## Task statement
Single out the lines of the material that contain "rough" and copy them.

## Provided material
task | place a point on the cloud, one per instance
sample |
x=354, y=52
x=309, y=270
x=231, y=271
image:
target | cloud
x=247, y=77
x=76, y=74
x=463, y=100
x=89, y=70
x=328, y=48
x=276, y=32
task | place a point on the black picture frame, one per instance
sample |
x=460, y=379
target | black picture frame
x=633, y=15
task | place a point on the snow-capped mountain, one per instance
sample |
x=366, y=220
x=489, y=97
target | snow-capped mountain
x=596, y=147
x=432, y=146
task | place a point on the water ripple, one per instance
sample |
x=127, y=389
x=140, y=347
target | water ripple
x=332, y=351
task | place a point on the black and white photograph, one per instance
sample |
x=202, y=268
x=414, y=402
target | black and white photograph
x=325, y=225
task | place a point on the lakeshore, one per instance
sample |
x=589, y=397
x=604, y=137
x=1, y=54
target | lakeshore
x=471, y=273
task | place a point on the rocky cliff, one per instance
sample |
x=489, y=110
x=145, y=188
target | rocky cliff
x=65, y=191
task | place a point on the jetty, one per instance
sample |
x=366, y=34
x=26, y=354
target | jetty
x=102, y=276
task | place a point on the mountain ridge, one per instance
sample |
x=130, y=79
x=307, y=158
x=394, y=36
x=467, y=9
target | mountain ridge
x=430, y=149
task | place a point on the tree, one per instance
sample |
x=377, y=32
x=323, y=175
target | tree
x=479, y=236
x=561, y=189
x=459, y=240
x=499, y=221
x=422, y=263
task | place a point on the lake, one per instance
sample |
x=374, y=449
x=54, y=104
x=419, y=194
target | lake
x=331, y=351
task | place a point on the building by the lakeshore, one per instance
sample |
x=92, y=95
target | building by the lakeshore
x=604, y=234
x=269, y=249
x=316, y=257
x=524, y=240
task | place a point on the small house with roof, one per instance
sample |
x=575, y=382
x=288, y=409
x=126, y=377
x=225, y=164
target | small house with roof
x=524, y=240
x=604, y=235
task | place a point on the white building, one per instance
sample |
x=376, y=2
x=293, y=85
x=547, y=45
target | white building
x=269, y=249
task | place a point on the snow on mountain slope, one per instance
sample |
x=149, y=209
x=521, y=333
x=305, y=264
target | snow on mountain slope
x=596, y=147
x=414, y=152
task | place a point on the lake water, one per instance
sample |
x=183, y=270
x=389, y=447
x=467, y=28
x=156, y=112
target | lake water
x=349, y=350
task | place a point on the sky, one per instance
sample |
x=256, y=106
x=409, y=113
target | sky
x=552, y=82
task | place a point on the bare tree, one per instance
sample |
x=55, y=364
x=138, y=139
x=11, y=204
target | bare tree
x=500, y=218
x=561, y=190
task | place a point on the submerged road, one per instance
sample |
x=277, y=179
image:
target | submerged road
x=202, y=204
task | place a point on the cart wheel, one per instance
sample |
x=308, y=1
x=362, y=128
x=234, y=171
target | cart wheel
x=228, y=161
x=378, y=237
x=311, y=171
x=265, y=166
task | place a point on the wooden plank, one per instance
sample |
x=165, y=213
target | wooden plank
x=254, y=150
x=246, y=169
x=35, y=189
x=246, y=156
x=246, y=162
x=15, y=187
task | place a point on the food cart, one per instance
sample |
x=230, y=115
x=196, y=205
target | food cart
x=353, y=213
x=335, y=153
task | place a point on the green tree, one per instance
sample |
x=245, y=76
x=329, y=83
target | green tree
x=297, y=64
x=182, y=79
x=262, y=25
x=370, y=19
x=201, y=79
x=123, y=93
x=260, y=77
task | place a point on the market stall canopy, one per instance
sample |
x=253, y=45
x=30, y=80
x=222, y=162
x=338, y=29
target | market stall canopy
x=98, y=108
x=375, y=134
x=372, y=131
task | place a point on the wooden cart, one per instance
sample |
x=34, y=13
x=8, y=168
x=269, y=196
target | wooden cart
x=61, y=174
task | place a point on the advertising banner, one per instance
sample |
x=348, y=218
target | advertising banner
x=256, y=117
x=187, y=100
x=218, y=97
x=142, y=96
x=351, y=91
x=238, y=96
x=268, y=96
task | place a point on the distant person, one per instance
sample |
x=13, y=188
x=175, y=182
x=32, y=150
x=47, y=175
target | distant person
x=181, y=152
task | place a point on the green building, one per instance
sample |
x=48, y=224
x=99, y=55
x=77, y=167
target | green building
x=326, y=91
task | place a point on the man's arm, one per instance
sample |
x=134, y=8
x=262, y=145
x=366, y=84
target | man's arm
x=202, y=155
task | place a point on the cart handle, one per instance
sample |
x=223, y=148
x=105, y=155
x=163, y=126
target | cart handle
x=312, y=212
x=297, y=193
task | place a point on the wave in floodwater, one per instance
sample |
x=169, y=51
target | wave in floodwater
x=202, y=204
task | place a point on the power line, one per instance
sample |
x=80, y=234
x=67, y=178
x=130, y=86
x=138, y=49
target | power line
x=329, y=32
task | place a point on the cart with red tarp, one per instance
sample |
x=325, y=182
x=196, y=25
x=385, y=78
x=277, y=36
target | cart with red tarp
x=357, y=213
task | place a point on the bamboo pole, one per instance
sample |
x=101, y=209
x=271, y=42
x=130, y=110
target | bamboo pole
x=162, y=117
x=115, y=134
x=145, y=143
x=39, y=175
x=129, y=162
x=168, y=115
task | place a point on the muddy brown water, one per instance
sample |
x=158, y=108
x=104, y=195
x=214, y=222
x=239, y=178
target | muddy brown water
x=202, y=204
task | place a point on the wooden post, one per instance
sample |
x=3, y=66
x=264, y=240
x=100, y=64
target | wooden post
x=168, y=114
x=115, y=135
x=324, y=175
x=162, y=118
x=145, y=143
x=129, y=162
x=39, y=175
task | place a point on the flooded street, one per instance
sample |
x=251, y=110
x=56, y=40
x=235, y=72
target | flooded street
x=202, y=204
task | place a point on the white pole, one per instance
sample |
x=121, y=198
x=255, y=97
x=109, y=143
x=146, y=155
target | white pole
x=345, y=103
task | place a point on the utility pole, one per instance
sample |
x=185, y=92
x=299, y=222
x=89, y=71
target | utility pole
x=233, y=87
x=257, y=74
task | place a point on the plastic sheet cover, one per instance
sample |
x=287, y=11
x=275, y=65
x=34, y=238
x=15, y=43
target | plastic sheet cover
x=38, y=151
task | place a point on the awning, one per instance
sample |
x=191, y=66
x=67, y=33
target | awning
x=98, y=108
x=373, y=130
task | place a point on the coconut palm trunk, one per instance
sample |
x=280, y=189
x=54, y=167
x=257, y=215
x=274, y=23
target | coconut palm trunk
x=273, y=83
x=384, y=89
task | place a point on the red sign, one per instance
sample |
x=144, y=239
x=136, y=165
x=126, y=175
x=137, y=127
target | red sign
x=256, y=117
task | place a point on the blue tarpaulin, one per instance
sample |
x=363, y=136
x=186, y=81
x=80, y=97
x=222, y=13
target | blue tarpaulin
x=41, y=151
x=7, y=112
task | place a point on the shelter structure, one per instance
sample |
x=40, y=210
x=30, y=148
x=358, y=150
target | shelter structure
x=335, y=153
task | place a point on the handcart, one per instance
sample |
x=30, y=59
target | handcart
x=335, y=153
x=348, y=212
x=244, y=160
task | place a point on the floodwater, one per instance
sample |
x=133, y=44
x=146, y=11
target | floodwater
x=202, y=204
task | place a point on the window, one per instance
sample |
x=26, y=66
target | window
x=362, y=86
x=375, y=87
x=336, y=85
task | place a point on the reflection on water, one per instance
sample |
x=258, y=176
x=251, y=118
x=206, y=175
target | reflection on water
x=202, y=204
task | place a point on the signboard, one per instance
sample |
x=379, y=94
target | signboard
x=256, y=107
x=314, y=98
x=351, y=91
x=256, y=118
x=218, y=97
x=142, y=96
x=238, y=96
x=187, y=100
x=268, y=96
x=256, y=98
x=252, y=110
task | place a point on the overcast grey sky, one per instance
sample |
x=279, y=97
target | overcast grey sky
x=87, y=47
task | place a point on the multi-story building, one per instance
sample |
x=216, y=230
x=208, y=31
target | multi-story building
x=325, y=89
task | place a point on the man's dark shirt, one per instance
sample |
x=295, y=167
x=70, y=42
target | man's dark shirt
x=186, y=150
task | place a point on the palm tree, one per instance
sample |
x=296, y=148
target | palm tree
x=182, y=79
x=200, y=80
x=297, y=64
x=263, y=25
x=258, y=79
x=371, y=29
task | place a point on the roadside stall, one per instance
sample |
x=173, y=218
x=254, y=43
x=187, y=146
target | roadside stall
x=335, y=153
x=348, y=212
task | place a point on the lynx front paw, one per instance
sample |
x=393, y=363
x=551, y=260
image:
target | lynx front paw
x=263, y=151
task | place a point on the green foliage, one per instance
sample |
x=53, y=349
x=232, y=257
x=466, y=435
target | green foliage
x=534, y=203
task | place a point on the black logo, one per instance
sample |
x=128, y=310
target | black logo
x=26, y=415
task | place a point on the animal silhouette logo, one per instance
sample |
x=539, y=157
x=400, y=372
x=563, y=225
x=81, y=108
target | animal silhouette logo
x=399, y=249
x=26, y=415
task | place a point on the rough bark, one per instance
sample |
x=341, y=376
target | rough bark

## Solution below
task | place a point on the rough bark, one per instance
target | rough bark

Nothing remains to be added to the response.